- [Set exercise]:
Can you retype the data without changes, starting with the line that contains "Given the image below, identify" and going on through the last line of the data, both included?

- [Information supplied]:
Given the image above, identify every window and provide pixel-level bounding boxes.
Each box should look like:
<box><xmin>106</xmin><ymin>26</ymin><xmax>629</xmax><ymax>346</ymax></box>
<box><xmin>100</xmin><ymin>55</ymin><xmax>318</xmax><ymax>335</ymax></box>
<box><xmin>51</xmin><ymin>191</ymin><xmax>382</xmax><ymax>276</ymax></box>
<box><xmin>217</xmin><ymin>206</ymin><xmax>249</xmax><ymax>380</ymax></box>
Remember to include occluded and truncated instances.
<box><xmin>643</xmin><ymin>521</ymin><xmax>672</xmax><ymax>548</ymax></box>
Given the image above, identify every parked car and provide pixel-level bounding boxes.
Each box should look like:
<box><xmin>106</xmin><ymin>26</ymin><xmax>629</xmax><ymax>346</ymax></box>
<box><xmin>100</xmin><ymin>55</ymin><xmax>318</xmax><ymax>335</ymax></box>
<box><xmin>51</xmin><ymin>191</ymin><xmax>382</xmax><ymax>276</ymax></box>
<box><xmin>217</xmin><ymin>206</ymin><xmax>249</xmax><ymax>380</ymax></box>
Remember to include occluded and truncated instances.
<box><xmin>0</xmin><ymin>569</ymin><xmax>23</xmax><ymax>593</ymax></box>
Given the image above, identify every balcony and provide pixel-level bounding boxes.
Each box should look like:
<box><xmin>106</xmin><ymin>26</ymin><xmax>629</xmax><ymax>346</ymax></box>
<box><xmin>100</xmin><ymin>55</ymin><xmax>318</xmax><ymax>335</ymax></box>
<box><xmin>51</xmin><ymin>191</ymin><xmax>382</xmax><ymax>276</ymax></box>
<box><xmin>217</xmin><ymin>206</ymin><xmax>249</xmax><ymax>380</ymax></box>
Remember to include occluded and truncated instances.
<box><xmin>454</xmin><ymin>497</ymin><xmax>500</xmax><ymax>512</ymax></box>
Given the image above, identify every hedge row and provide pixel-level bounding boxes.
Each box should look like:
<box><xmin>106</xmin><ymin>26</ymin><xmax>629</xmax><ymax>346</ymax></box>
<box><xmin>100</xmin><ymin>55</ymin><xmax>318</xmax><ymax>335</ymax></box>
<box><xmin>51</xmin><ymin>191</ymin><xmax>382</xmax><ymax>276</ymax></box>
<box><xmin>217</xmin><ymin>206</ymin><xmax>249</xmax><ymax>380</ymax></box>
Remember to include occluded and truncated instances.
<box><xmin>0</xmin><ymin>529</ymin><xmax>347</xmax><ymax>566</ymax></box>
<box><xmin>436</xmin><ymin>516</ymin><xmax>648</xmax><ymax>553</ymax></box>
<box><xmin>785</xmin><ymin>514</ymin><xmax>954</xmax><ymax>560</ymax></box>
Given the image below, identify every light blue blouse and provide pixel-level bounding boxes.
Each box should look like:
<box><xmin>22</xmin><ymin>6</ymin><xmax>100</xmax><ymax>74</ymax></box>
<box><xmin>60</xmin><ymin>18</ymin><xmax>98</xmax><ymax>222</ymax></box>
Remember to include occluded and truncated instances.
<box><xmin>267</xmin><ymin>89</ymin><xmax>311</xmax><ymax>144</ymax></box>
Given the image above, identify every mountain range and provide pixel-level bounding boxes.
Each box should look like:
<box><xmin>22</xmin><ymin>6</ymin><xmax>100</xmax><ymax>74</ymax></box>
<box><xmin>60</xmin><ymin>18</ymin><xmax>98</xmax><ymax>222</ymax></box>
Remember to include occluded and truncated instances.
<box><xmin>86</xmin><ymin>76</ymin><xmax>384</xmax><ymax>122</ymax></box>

- [Result for this task]:
Given the image below, identify every light blue blouse and provide pixel-level bounding boxes.
Each box should look like:
<box><xmin>22</xmin><ymin>6</ymin><xmax>100</xmax><ymax>74</ymax></box>
<box><xmin>60</xmin><ymin>18</ymin><xmax>98</xmax><ymax>222</ymax></box>
Remember to include occluded and truncated instances.
<box><xmin>267</xmin><ymin>89</ymin><xmax>311</xmax><ymax>144</ymax></box>
Given the image above, identify every mountain range and provide pixel-level bounding boxes.
Each box should look like:
<box><xmin>22</xmin><ymin>6</ymin><xmax>100</xmax><ymax>74</ymax></box>
<box><xmin>60</xmin><ymin>18</ymin><xmax>98</xmax><ymax>222</ymax></box>
Remember to include occluded and truncated instances.
<box><xmin>86</xmin><ymin>76</ymin><xmax>384</xmax><ymax>122</ymax></box>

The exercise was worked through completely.